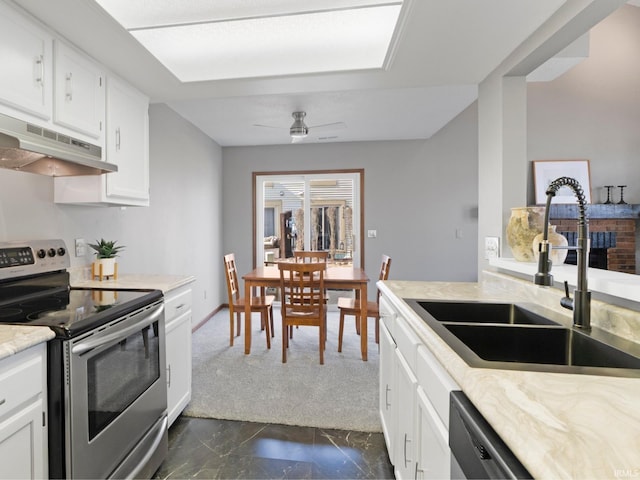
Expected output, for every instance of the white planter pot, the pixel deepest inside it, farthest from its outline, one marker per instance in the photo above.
(105, 267)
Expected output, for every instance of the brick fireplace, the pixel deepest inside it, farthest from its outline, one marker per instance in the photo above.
(612, 229)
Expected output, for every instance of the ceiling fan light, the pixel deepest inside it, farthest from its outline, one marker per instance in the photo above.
(298, 128)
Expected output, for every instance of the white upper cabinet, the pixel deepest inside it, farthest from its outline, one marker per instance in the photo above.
(127, 146)
(127, 142)
(25, 50)
(79, 93)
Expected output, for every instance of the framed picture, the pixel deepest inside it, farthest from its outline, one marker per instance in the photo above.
(546, 171)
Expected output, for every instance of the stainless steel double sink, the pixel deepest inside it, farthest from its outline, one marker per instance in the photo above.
(517, 336)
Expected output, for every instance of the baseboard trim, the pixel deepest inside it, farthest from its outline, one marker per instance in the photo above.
(209, 317)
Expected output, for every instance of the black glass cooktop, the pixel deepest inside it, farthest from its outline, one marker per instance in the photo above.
(68, 312)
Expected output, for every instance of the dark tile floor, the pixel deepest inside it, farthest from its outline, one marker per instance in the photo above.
(220, 449)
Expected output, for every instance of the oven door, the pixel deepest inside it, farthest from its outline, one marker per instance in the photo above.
(117, 392)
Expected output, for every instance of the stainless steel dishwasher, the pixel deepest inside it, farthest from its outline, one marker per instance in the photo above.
(477, 450)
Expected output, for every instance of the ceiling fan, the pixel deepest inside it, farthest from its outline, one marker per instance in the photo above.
(299, 130)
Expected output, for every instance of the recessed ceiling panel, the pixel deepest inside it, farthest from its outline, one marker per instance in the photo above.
(199, 41)
(136, 14)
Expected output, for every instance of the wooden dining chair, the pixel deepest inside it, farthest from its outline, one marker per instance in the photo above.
(302, 297)
(261, 303)
(310, 256)
(350, 306)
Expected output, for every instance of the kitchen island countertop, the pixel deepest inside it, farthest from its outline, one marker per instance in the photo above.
(559, 425)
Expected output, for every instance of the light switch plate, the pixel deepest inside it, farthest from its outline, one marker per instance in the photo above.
(81, 247)
(491, 247)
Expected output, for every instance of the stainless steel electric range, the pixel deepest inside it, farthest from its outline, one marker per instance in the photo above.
(106, 386)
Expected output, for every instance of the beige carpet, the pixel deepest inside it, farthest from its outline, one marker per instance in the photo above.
(341, 394)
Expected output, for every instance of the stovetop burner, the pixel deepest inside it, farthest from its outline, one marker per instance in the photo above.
(35, 291)
(80, 310)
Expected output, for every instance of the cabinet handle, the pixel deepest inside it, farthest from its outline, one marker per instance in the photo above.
(406, 440)
(415, 475)
(69, 87)
(39, 70)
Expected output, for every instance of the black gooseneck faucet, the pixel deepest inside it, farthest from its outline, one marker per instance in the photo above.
(581, 301)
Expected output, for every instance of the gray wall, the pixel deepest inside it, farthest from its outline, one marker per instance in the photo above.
(178, 234)
(593, 111)
(417, 194)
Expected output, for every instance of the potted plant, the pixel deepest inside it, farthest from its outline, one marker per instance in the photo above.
(106, 253)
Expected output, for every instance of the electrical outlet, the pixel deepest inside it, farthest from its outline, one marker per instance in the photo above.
(81, 247)
(491, 247)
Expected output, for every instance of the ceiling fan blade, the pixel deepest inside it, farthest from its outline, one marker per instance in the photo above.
(268, 126)
(329, 126)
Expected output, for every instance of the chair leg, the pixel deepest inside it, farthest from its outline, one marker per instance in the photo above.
(265, 321)
(321, 344)
(271, 317)
(285, 341)
(340, 331)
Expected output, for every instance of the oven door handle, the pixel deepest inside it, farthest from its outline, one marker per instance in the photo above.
(100, 340)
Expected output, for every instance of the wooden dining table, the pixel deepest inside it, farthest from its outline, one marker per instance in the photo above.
(335, 277)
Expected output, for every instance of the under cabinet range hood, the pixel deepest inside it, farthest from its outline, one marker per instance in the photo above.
(27, 147)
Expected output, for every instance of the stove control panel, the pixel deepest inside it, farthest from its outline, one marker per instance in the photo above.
(32, 257)
(10, 257)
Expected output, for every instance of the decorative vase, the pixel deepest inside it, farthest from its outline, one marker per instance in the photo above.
(556, 239)
(525, 223)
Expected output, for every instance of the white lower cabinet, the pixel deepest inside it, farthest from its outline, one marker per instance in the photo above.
(178, 341)
(406, 447)
(434, 456)
(387, 387)
(23, 431)
(414, 400)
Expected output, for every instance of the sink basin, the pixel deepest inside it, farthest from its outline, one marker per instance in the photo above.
(483, 312)
(553, 346)
(511, 336)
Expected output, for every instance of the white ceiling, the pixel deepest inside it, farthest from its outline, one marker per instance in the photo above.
(447, 47)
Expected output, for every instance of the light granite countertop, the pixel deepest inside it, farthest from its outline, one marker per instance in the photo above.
(559, 425)
(15, 338)
(135, 281)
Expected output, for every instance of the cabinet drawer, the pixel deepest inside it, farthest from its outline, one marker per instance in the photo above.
(407, 341)
(436, 382)
(21, 378)
(177, 302)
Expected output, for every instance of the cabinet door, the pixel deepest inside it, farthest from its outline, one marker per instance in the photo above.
(21, 444)
(78, 92)
(386, 386)
(127, 142)
(433, 456)
(405, 448)
(27, 49)
(178, 334)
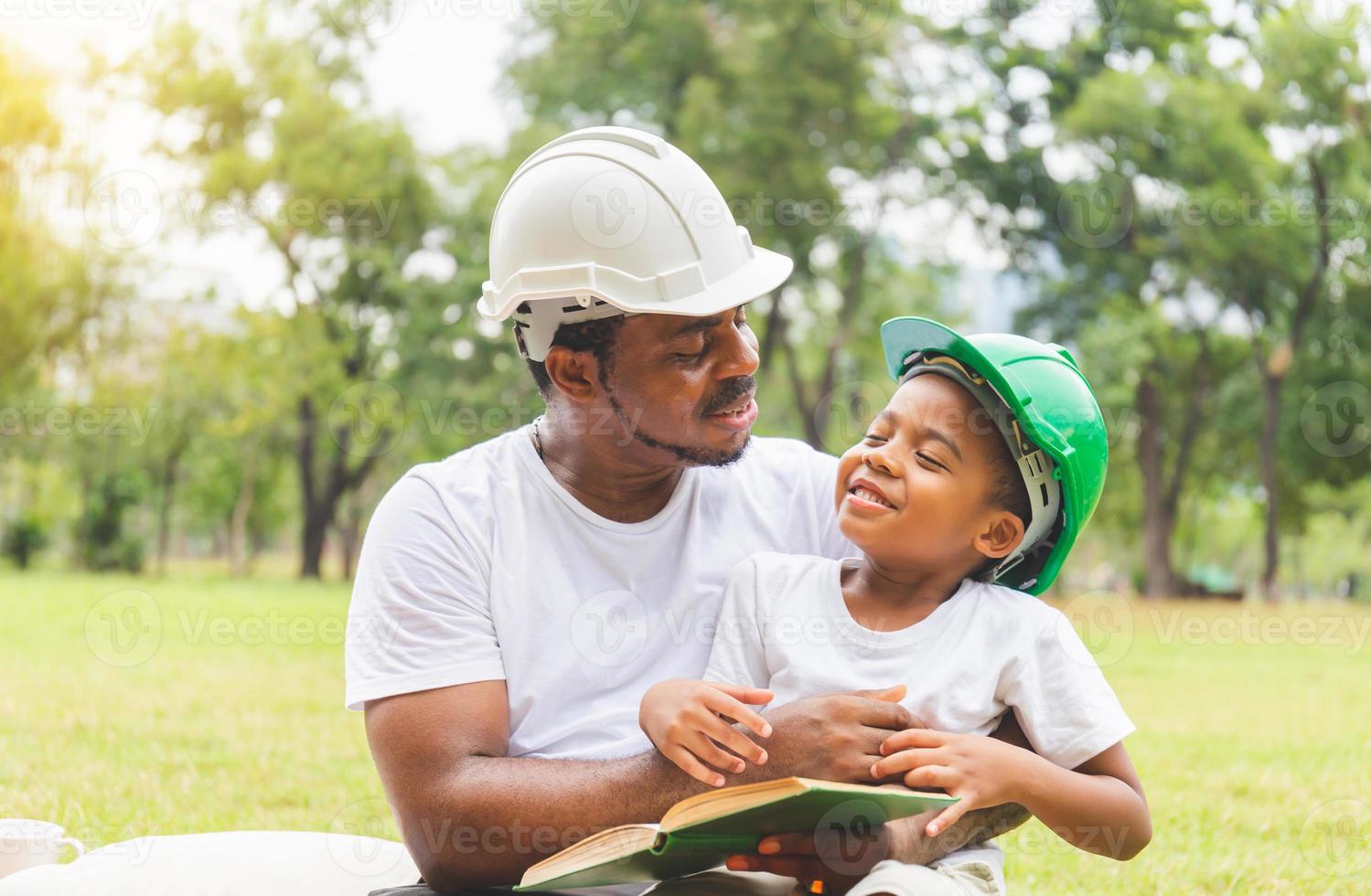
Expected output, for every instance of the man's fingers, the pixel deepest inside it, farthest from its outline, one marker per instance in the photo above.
(799, 868)
(787, 844)
(912, 739)
(734, 709)
(687, 762)
(755, 696)
(893, 693)
(905, 761)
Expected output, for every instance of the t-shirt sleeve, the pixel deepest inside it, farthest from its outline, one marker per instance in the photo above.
(738, 656)
(1063, 701)
(420, 615)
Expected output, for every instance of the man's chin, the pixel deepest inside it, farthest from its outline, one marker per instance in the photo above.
(702, 453)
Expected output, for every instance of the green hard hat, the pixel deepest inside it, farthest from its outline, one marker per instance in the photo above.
(1055, 409)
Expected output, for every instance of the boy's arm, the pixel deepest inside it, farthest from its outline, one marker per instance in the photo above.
(1097, 807)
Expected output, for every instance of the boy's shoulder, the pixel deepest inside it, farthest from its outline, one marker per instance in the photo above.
(1011, 607)
(774, 573)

========

__Exercise goal__
Reproduce all of the data above word for word, line by line, but leave out the pictures.

__The answer__
Expected output, for every instance of the white planter pot, the pixel deepest inside it, farthest from its outline, one marker per instance in the photo above.
(105, 267)
Expected output, for every instance of the brick fireplace, the pixel deepest inside it, farthest from its outline, one marker per instance in the photo above.
(612, 229)
Expected output, for every instance of the ceiling fan light, the pixel deepest inside it, farthest from its outline, one marker per instance in the photo above.
(298, 128)
Expected output, for every instance of the white upper cabinet, the pixel deepest inside it, farthest from its outline, one marker per instance in the photo above.
(127, 146)
(127, 142)
(25, 50)
(79, 93)
Expected output, for every instance of the framed picture, the pixel deepest inside it, farthest from its outline, one marker per instance in the photo above.
(546, 171)
Expected output, for every instance of the stainless steel double sink, the pixel deepest inside it, farthest from its outline, one marker per instance in the photo above.
(517, 336)
Expected output, for every instance of the baseboard trim, the pixel deepest inside it, farthest from its outline, one marker per instance in the photo above.
(209, 317)
Expected output, for every instance of the black glass cooktop, the pixel deepest inside it, farthest from its outline, one marker per instance in the photo above.
(68, 312)
Expected output, for every instance of the dark tile floor, the pixel deepest inside it, farthest from its outline, one marker per instance in the photo above.
(220, 449)
Expected output, for every instance of the oven door, the pixel deepest inside it, farthest from its outline, one marker per instance in the photo above.
(117, 392)
Expected output, for every instance of the stainless steel dishwasher, the pixel deepest inside it, farthest from its outline, one marker per instance in the photo above.
(477, 450)
Expected output, for every instance of the ceiling fan, the pixel deepest inside it, farthest from its outline, one marker per instance in the photo above.
(299, 130)
Expected output, for every instance of the recessed ceiling panel, the pixel deepest inside it, farthest from its outline, one marker per instance in the photo above.
(199, 41)
(136, 14)
Expected output, for every instance of the wooden dining chair, the pixel deepest inside it, farthest from its outline, one marker per instance in the photo above.
(302, 297)
(261, 303)
(310, 256)
(350, 306)
Expected output, for every instance of the kitchen island countertop, the pixel deepest inside it, farthest from its outline, one marker per instance in the photo above.
(559, 425)
Expected output, for every instance of the light switch plate, the pixel deepest inside it, farthest from its outline, one marker per instance in the photo above.
(81, 247)
(491, 247)
Expected output, for every instance of the stainless steel electric range, the pixel deepest inside it, farthest from its outline, one marker per instance in the photo above.
(106, 386)
Expected output, for every instance of the beige carpet, the pixel deepest inside it, farthest from its outline, one marker per instance in the photo above.
(341, 394)
Expected output, for every instance of the stovetop burner, the pixel deepest inside it, farthest from its outline, one marker per instance in the photo above.
(35, 291)
(80, 310)
Expected output, for every instance of the cabinet handle, the pixel deepest inside it, farthest from its outline, one marker per instance in the photo above.
(406, 440)
(415, 475)
(69, 87)
(39, 70)
Expected output, for every instance of the black gooseneck faucet, the pixel deepest inside it, farthest from its outline, one marker per instance in the photo above.
(581, 301)
Expected output, for every instance of the gray wall, the pixel deepest inside it, farthest from its outline, one marker per instance in the photo above.
(178, 234)
(593, 111)
(417, 194)
Expected output, for every instance of the potted plant, the pixel deepest inside it, farthest from its outline, one marker per instance in the photo above.
(106, 253)
Expected output, for every instance of the electrical outlet, the pixel deepest inside it, farthest from its outline, one marker per instance in the photo above.
(81, 247)
(491, 247)
Expected output, for every instance of the ceiling fan blade, the pixel deepest inside it, farthest from its outline, one marker per instance in the photo above.
(268, 126)
(329, 126)
Expected output, for every instance of the chair leg, the pixel deepest inside it, farthest from its outline, one marker per instance in the photo above.
(265, 321)
(321, 344)
(271, 317)
(285, 341)
(340, 331)
Expected output, for every instance of the oven door handle, the pixel deepest inside it, farthest from its outline, one marker per instance in the photo above.
(100, 340)
Expected output, for every instance of the wooden dining table, the pixel deepest inside it, farthest from its outline, one marker per instance in the photo above.
(335, 277)
Expected output, for every instance of the under cabinet range hood, the pixel deepest inside it, farthest from its outline, one marker per instance in the photo above.
(27, 147)
Expected output, for every instance of the stove control panel, the pixel deepest inside it, farthest from its outline, one marker per instance in the photo above.
(32, 257)
(10, 257)
Expected output, for every instance of the decorative vase, the pixel deepest inside it, farthest from its outline, one marker per instance in the photo above.
(556, 239)
(525, 223)
Expected output, for every instance of the white lower cabinet, the pixel deepest inside it, farthest from its outline, one marker per instance in the photo above.
(178, 341)
(406, 447)
(434, 456)
(387, 387)
(23, 431)
(414, 400)
Expected output, for every instance of the sink basin, the pixel deepest inside it, farthest from its outline, one marker per instance in the photo above.
(483, 312)
(553, 346)
(511, 336)
Expected output, for every instance of the white ceiling, the pixel deepest inside it, farthest from its outline, one marker per instance in the photo above.
(447, 47)
Expected output, for every instance of the light granite countertop, the pixel deepest inside it, farthest from its outline, one marker per instance in the photo above.
(559, 425)
(15, 338)
(135, 281)
Expected output, for every instance of the cabinet drawer, the pixel deepest inside it, farthest from its outline, one marker per instance in the photo above.
(407, 341)
(436, 382)
(21, 378)
(177, 302)
Expected output, for every instance of the cabinet door, the pixel deepest inside it, farthest from its outline, one marker per instance in the photo above.
(21, 444)
(78, 92)
(386, 386)
(127, 142)
(433, 456)
(405, 448)
(27, 49)
(178, 334)
Expected output, for every instance of the man's fingers, the pixel deepest inside it, farthest from its outline, one marker per instance in the photo above.
(799, 868)
(787, 844)
(912, 739)
(734, 709)
(687, 762)
(755, 696)
(893, 693)
(905, 761)
Expected output, for every instance of the t-shirt sleeve, the pixel deepest inside it, farthest from its outline, one marker per instance in the photo above.
(738, 656)
(1063, 701)
(420, 615)
Expected output, for every instance of the man's chin, the pixel deepest inside it, farthest from its outline, one marker per instance in the photo above.
(702, 453)
Expected output, for every instance of the green hard hat, the pixel deepest inside it, farthest from its outline, one marker per instance in the photo above.
(1055, 409)
Expected output, for every instance of the boy's arm, the pixel deepest inside it, farthest from its outline, one marker per instance in the photo above.
(1097, 807)
Expected output, for every instance of the boy's shoulder, the pixel deepest inside it, farthest from its outline, one marker per instance in the photo above.
(1011, 607)
(774, 573)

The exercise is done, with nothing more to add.